━━━━━ TEXT EXCERPT ━━━━━

If you use lawyers to hide your manuals, we'll write our own

Kyle Wiens, head of gadget repair service iFixit - an operation best known for its device disassembly efforts - has called on owners of Toshiba laptops to help pen open source repair manuals to make good the computer makers’ closure of an independent Toshiba documentation archive.

Launching Operation Fix Toshiba, Wiens promised to connect owners of unwanted Toshiba kit with folk willing to take it apart and write repair manuals. iFixit staff will work on extending the site’s existing array of Toshiba repair guides too.

The move comes after Toshiba’s Australian wing used lawyers to force blogger Tim Hicks’ to remove Toshiba manuals from his site, Future Proof, which archives documentation for kit to ensure it’s available even after machines have reached the end of their life as products.

━━━━━ RAW RECORDS ━━━━━

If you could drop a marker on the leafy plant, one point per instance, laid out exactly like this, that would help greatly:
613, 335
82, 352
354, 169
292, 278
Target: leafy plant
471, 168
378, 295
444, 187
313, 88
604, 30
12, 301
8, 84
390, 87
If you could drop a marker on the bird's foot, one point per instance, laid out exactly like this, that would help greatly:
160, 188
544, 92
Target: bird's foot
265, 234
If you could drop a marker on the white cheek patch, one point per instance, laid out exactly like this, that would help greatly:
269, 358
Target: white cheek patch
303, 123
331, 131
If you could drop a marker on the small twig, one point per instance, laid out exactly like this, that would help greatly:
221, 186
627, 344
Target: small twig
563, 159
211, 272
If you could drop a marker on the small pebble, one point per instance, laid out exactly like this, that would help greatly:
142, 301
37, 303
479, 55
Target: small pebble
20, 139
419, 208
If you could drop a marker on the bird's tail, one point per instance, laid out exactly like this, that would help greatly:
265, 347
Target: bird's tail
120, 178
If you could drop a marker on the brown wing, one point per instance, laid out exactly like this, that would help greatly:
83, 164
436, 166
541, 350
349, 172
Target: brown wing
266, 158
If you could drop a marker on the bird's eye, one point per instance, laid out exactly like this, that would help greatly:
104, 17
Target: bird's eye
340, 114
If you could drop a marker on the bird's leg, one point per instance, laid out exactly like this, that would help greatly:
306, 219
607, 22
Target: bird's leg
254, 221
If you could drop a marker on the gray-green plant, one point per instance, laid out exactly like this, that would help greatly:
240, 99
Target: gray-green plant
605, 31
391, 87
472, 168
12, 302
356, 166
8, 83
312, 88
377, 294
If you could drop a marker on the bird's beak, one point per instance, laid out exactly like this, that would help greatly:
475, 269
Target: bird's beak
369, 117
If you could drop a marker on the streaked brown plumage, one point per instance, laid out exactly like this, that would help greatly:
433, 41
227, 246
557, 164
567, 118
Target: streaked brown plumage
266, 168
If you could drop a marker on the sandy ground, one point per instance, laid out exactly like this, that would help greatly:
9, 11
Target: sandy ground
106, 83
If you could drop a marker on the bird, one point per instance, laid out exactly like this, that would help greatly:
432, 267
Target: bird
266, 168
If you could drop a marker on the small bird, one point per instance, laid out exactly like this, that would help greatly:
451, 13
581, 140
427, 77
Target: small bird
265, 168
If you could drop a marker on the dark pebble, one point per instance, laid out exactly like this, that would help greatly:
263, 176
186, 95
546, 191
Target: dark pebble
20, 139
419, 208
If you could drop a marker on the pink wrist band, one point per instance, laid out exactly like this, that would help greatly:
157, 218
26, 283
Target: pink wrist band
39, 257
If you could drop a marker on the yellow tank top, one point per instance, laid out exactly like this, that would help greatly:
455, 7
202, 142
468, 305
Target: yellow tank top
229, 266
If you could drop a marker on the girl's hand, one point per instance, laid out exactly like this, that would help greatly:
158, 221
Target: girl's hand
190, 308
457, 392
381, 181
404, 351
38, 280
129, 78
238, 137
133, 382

━━━━━

» **REQUIRED TASK A**
List every proper name of a person, company, website, or campaign that appears in the article on Toshiba repair manuals.
» **REQUIRED TASK B**
Echo the article on Toshiba repair manuals word for word, beginning at the words "Kyle Wiens, head" and stopping after "Toshiba documentation archive.".

» **RIGHT ANSWER A**
Kyle Wiens
iFixit
Toshiba
Operation Fix Toshiba
Tim Hicks
Future Proof

» **RIGHT ANSWER B**
Kyle Wiens, head of gadget repair service iFixit - an operation best known for its device disassembly efforts - has called on owners of Toshiba laptops to help pen open source repair manuals to make good the computer makers’ closure of an independent Toshiba documentation archive.